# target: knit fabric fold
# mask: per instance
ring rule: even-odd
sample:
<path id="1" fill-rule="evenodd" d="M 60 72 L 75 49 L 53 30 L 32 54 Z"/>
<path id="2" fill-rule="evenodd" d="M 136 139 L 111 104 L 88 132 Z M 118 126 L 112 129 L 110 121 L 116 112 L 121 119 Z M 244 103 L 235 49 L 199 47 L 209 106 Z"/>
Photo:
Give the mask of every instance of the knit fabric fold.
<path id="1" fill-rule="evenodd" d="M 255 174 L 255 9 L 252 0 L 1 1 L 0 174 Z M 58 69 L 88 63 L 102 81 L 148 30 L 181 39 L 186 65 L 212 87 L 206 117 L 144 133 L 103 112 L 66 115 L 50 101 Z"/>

*WHAT THIS TASK INVOLVES:* Copy the data above, substituting "object" for every occurrence of "instance" and keeping everything else as it is.

*REPLY:*
# target: knit fabric fold
# mask: per object
ring rule: even-odd
sample:
<path id="1" fill-rule="evenodd" d="M 60 72 L 75 49 L 53 30 L 32 54 Z"/>
<path id="2" fill-rule="evenodd" d="M 136 139 L 111 104 L 88 132 Z M 118 126 L 112 129 L 110 121 L 116 112 L 121 119 Z M 244 103 L 235 49 L 199 47 L 209 106 Z"/>
Photo:
Give the mask of every object of the knit fabric fold.
<path id="1" fill-rule="evenodd" d="M 255 174 L 255 9 L 252 0 L 1 1 L 0 174 Z M 58 69 L 88 63 L 102 81 L 148 30 L 181 39 L 186 65 L 212 87 L 206 117 L 144 133 L 103 112 L 66 115 L 50 101 Z"/>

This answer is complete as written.